(INSTRUCTION) Return every line of the data below unchanged, word for word, adding nothing.

(DATA FOR THIS EXERCISE)
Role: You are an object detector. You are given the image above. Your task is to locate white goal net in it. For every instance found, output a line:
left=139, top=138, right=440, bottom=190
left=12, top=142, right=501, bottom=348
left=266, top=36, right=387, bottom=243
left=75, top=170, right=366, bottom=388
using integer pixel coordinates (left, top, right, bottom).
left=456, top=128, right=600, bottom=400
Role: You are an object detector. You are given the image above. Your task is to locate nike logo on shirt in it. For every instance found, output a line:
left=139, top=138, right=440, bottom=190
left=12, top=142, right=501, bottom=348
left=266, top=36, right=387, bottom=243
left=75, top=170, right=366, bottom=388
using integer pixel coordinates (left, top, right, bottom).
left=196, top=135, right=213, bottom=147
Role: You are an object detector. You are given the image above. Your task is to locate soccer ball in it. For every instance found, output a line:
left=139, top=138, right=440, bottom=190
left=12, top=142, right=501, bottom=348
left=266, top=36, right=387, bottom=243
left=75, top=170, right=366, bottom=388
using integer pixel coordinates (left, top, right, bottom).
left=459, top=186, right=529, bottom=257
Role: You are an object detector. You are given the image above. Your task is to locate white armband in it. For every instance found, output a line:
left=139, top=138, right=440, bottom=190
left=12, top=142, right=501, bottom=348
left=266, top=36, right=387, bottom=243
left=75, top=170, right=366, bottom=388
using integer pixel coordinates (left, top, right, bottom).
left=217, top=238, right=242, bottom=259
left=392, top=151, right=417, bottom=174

(FINAL ANSWER)
Role: You are an object detector. You are given the image above. Your task is to locate white goal net in it. For every instance found, output a line:
left=139, top=138, right=440, bottom=190
left=12, top=142, right=501, bottom=348
left=266, top=36, right=387, bottom=243
left=75, top=170, right=366, bottom=388
using integer pixel coordinates (left, top, right, bottom).
left=456, top=128, right=600, bottom=400
Role: You are an object detector. You are given the image above. Your task is to locate nike logo on shirt in it. For every instance found, output a line:
left=139, top=138, right=440, bottom=190
left=12, top=142, right=501, bottom=348
left=266, top=36, right=387, bottom=243
left=75, top=170, right=366, bottom=388
using integer pixel coordinates (left, top, right, bottom).
left=196, top=135, right=213, bottom=147
Role: You are an object detector. You are given the image above. Your task is to locate soccer ball in it. For every instance found, output a line:
left=139, top=138, right=440, bottom=190
left=12, top=142, right=501, bottom=348
left=266, top=36, right=387, bottom=243
left=75, top=170, right=366, bottom=388
using integer pixel coordinates (left, top, right, bottom).
left=459, top=186, right=529, bottom=257
Role: You are an object detector. You are given the image above. Your task is to locate white armband in it. For every instance found, output a line:
left=139, top=138, right=440, bottom=190
left=12, top=142, right=501, bottom=348
left=266, top=36, right=387, bottom=243
left=75, top=170, right=366, bottom=388
using integer pixel coordinates (left, top, right, bottom).
left=217, top=238, right=242, bottom=259
left=392, top=151, right=417, bottom=174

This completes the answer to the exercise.